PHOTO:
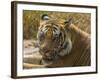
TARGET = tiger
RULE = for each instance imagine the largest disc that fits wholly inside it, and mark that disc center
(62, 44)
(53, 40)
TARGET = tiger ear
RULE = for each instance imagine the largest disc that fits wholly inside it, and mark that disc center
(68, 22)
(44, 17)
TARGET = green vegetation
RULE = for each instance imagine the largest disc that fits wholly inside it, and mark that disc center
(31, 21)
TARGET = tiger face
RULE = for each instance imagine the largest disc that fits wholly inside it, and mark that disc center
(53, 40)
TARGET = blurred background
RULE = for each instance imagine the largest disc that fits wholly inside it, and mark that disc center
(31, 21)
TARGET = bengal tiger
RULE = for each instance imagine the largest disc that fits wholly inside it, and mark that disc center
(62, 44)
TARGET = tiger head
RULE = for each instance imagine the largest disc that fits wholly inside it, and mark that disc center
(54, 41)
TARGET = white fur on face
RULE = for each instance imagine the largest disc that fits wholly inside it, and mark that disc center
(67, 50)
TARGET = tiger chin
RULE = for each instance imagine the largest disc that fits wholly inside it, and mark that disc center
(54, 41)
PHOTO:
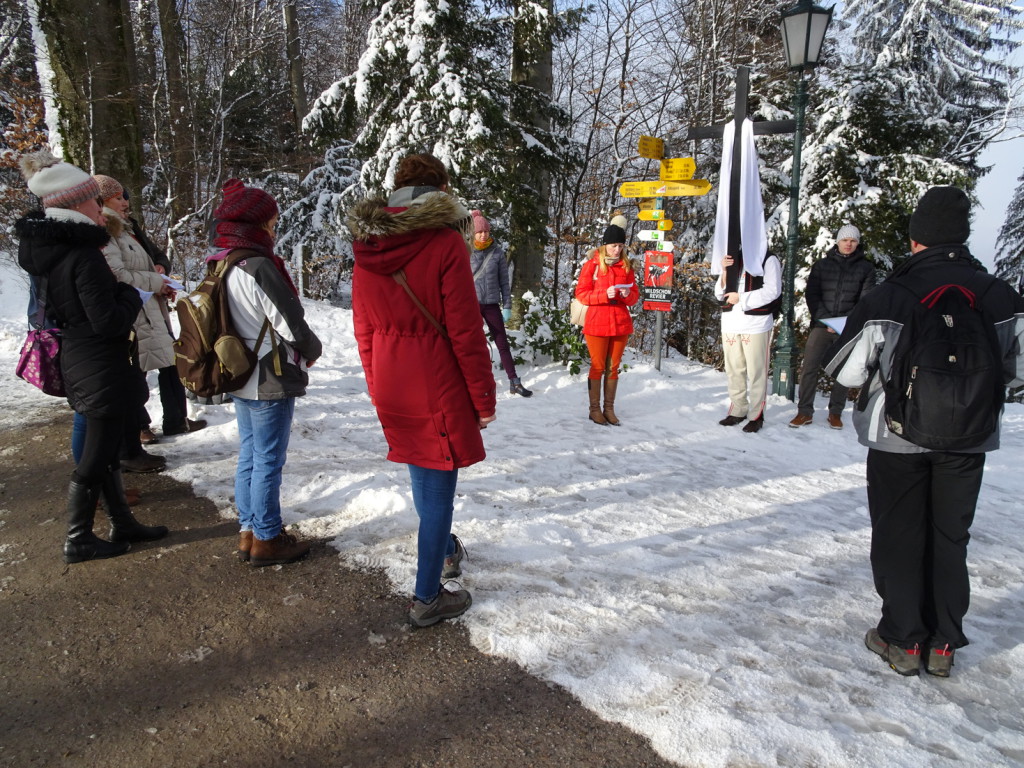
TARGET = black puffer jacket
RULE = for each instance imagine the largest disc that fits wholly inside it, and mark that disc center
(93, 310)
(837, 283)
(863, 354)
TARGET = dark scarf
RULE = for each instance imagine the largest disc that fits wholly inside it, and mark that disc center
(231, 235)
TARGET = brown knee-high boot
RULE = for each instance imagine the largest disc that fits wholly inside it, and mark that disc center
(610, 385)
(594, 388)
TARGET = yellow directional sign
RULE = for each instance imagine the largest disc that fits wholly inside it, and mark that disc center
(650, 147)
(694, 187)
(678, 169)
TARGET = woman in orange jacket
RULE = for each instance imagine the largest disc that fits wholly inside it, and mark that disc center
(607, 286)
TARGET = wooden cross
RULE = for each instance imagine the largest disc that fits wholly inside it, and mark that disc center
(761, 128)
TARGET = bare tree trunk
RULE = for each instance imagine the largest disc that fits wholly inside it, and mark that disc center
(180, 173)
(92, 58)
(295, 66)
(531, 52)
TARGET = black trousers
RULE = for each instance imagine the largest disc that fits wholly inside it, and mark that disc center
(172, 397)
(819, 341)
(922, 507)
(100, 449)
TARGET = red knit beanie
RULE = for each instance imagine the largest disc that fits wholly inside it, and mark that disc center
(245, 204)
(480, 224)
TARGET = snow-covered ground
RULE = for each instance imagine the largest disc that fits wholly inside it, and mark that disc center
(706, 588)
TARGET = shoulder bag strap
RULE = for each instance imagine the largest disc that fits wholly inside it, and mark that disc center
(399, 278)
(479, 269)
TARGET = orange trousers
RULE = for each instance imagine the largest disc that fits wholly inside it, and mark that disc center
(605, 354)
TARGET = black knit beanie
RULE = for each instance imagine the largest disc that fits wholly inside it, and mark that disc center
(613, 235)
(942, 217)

◆ ◆ ◆ ◆ ◆

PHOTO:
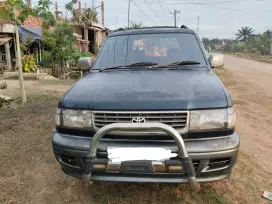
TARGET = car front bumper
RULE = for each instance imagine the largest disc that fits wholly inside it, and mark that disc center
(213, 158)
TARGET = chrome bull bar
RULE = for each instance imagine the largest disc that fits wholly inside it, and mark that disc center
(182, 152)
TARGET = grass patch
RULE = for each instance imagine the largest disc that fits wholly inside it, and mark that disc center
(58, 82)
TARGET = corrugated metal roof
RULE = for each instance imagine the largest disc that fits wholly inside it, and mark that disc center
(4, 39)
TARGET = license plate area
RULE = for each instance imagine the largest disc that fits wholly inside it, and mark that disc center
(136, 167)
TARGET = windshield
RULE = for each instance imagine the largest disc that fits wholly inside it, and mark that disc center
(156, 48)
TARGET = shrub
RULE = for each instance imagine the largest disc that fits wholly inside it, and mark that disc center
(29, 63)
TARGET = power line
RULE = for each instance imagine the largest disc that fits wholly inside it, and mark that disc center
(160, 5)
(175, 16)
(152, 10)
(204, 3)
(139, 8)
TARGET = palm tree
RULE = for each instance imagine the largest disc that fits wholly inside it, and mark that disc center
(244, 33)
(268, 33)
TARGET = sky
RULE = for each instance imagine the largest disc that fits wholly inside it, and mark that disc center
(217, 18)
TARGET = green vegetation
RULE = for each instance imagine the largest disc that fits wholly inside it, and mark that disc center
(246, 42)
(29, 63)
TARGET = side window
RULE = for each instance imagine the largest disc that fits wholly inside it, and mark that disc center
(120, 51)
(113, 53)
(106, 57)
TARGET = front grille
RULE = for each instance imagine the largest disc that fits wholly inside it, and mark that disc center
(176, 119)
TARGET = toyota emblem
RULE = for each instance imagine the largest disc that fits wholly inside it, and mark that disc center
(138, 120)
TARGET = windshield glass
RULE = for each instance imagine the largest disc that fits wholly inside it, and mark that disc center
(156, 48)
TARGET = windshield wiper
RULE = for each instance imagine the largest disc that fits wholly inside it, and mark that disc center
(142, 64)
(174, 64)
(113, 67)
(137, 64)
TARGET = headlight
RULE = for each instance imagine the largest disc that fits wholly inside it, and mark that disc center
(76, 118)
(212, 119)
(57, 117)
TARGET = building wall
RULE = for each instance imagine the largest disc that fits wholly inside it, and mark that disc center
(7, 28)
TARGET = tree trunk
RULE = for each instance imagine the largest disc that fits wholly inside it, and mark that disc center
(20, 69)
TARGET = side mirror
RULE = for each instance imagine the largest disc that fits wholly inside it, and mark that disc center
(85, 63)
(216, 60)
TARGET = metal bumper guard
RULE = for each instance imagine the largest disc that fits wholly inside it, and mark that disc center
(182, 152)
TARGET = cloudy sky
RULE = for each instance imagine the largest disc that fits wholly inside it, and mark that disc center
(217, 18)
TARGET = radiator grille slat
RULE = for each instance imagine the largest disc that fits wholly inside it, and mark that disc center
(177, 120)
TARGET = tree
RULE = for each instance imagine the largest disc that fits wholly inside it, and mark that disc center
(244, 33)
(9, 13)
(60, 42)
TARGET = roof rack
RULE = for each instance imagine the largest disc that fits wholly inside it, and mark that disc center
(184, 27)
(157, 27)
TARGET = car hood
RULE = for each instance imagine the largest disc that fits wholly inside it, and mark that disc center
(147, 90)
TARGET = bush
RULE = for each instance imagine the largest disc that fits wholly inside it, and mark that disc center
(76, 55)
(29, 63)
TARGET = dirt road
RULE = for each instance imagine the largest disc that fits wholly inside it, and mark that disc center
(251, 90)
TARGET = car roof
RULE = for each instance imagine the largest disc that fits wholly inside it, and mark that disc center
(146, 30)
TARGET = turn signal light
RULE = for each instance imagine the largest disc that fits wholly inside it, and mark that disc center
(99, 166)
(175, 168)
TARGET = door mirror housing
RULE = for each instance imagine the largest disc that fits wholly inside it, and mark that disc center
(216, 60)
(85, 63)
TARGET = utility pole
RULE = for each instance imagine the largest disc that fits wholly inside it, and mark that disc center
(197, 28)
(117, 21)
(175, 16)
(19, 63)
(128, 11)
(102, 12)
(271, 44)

◆ ◆ ◆ ◆ ◆

**Your objective:** Which lines in the material above include the string "beanie"? Pull them out.

**Solution for this task:**
TARGET = red knit beanie
TARGET = black knit beanie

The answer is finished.